→ TRY IT
Only a number is wanted: how many lines in the listing contain the word "flower"?

→ EXERCISE MATERIAL
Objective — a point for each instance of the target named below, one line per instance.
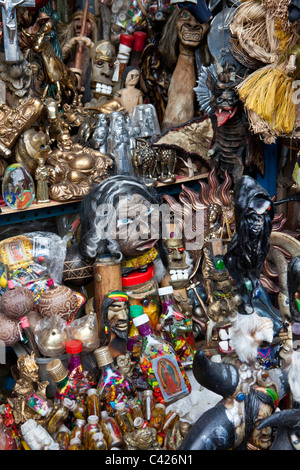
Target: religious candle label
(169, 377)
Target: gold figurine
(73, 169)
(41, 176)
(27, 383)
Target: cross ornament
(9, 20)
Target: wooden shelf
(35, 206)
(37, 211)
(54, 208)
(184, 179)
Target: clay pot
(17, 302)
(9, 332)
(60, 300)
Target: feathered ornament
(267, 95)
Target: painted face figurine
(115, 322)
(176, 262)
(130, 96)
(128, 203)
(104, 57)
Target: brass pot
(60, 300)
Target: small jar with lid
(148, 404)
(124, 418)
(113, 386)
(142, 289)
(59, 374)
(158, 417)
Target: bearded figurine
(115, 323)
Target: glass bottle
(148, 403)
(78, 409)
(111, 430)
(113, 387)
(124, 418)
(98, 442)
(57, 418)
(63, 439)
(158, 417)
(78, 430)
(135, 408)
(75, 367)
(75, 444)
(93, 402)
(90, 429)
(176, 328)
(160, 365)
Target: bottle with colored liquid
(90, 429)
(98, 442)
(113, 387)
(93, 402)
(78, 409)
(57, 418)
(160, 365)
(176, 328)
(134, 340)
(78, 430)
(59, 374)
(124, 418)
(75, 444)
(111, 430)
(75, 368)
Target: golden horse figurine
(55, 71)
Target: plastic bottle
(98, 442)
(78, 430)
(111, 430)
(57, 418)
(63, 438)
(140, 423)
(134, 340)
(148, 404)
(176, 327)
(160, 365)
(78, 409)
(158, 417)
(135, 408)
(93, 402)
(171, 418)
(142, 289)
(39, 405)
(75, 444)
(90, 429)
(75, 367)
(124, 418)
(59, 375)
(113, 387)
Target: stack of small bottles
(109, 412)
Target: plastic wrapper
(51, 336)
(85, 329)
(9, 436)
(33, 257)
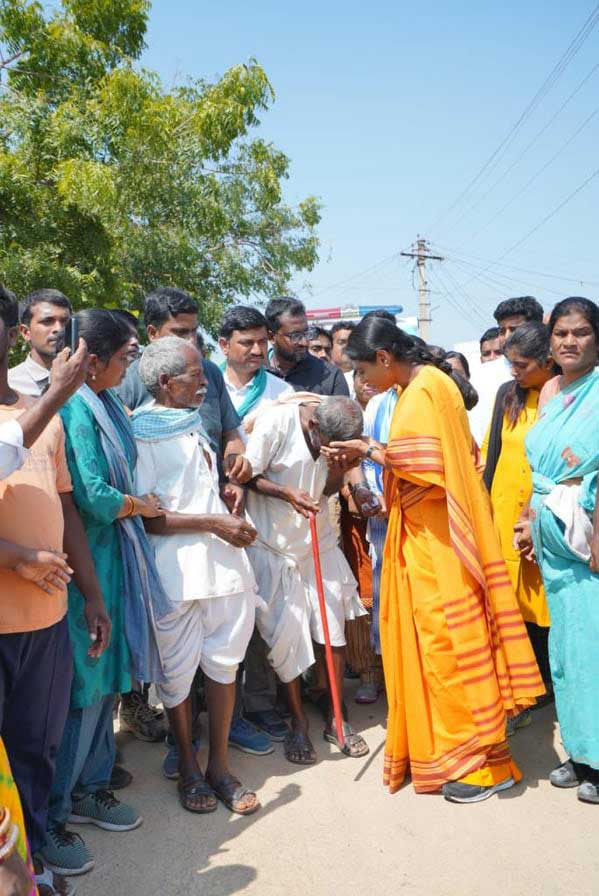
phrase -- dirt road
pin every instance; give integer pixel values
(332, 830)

==

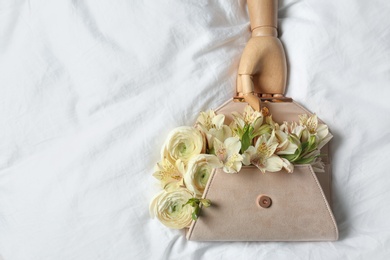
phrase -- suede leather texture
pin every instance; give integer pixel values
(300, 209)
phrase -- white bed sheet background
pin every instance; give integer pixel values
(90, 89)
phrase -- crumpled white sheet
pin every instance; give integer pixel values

--

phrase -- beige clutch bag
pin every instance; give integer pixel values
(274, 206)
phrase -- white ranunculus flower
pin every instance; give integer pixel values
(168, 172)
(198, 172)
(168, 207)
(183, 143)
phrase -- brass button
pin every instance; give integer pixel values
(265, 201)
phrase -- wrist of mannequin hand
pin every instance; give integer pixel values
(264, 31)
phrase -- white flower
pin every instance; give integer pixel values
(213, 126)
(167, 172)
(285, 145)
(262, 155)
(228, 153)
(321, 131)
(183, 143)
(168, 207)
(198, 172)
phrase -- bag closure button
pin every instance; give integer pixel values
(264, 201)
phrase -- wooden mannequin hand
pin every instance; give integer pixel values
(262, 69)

→ PROBLEM SOLUTION
2